Your task
Answer from the abstract:
1. What two delicate phenomena are named as examples in slow-fast dynamical systems?
2. What kind of neurons make up the network investigated?
3. In which regimes do finite-sized networks show systematic differences from the mean-field limits?

Extract
Abstract

Slow-fast dynamical systems, such as those describing the excitable dynamics of nerve cells, can present a variety of very delicate phenomena, such as canard explosions or mixed-mode oscillations (MMOs), in which dramatic transitions occur upon very small variation of the parameters. In biological situations, these excitable systems are coupled and subject to intense noise, which may have the effect of destroying these phenomena. While this is true for single cells or small networks, we show that large-scale networks do display reliable canard explosions and MMOs in the presence of noise, and these transitions can even occur upon variation of the noise standard deviation. We show that this phenomenon can be related to averaging effects occurring in large populations by investigating a network of interconnected Wilson--Cowan rate neurons which converges to a stochastic process whose mean satisfies a slow-fast dynamical system in which noise is a parameter. In this system, we show using a combination of analytic and numerical arguments that generic canard explosions and MMOs occur as noise is varied. This result sheds new light on the qualitative effects of noise and sensitivity to precise noise values in large stochastic networks. We further investigate finite-sized networks and show that systematic differences with the mean-field limits arise in bistable regimes (where random switches between different attractors occur) or in MMOs, where the finite-sized effects induce early jumps due to the sensitivity of the attractor.

Data extracts
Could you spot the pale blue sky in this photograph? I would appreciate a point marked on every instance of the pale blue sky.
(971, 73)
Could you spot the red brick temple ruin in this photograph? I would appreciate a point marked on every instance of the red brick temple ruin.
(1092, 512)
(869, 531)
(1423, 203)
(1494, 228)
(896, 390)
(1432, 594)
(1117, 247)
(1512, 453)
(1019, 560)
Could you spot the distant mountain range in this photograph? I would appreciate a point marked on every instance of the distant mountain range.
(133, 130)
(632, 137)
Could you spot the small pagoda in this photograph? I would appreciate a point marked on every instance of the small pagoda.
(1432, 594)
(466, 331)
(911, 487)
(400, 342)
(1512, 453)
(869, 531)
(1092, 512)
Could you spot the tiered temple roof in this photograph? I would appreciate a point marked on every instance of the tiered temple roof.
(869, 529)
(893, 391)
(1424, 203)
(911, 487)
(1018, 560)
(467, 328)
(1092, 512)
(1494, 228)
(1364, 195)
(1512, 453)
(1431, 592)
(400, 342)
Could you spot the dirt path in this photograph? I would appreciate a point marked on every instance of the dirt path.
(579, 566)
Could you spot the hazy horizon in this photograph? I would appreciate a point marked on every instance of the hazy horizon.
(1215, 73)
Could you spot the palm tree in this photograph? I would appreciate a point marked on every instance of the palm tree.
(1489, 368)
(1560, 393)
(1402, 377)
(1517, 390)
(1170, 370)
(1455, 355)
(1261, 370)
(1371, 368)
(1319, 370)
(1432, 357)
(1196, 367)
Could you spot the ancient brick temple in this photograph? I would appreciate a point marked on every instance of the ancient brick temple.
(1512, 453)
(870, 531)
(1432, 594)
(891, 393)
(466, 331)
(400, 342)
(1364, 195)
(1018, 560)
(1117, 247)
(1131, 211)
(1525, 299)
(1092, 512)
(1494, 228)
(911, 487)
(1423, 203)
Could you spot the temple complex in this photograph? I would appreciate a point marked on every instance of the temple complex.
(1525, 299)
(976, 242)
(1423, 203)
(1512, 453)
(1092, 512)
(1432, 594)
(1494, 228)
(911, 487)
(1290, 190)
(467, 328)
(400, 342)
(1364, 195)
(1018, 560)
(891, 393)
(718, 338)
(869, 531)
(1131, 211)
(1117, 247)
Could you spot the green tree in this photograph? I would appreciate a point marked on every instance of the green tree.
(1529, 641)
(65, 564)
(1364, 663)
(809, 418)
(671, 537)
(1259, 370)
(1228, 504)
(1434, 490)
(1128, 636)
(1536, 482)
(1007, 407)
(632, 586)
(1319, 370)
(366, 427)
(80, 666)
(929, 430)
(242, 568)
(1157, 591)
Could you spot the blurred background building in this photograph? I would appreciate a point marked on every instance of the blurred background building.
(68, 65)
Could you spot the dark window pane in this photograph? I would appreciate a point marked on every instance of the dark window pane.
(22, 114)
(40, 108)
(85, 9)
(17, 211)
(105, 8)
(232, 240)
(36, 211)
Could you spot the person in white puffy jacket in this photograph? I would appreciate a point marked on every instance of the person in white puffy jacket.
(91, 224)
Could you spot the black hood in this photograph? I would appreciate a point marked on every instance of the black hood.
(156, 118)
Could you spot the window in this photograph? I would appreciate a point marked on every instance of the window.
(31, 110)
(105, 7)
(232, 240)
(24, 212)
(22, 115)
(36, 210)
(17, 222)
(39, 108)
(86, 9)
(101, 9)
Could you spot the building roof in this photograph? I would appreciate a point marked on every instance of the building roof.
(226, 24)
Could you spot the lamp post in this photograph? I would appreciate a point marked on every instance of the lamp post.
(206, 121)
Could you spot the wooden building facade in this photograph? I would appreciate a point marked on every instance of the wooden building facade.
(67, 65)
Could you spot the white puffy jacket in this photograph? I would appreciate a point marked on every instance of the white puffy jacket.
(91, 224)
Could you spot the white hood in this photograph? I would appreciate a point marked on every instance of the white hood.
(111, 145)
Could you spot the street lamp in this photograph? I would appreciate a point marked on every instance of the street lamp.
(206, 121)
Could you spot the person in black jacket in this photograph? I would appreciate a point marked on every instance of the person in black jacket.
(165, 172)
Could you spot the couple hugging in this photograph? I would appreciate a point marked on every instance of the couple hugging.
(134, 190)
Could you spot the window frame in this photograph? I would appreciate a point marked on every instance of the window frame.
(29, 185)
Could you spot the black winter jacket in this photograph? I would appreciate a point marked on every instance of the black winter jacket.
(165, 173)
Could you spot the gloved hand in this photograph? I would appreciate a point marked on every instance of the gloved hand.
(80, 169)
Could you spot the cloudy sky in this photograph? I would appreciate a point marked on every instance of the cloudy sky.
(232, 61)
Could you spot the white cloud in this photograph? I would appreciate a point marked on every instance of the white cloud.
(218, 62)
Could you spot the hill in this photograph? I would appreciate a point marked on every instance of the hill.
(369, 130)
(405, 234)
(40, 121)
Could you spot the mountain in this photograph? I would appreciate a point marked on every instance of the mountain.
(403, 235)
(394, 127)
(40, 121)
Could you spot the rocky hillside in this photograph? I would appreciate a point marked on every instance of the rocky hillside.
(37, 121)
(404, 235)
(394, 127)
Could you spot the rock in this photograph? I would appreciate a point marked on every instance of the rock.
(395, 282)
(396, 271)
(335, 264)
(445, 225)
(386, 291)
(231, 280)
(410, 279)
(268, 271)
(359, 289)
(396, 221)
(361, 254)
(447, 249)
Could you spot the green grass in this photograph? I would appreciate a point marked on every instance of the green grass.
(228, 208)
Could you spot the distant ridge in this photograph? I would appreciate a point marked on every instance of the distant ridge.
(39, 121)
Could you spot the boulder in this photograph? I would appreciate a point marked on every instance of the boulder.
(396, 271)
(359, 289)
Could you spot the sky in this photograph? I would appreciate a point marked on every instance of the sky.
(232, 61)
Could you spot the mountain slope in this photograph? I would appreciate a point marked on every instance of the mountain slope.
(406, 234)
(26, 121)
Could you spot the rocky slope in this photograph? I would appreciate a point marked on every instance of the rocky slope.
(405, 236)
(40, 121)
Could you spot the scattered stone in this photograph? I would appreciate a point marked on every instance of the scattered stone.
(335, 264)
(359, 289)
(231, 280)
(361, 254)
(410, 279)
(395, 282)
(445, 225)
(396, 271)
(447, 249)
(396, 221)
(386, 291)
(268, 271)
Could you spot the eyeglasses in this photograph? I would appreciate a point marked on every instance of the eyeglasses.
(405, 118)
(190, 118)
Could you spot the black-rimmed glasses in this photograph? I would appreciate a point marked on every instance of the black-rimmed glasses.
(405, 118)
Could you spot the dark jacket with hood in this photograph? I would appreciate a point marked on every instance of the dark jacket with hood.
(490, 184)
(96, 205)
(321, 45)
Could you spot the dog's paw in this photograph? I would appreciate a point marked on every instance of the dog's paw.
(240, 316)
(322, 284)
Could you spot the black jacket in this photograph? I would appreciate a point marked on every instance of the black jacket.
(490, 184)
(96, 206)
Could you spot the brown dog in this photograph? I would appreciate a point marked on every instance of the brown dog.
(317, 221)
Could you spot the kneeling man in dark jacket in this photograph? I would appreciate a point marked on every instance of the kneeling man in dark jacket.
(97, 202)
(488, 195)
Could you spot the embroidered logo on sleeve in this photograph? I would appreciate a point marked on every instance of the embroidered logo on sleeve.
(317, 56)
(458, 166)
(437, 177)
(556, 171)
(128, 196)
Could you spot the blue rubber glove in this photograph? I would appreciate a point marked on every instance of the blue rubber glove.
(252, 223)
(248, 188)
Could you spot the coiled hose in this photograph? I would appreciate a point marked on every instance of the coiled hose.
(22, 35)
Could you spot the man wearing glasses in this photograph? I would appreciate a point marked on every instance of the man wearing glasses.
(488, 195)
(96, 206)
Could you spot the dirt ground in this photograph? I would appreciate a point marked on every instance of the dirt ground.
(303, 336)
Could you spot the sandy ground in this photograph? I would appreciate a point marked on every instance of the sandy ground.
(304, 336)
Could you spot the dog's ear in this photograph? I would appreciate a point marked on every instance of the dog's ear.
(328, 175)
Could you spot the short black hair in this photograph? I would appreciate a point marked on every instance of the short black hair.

Result for this task
1. Canard explosions and mixed-mode oscillations (MMOs).
2. Interconnected Wilson--Cowan rate neurons.
3. Bistable regimes and MMOs.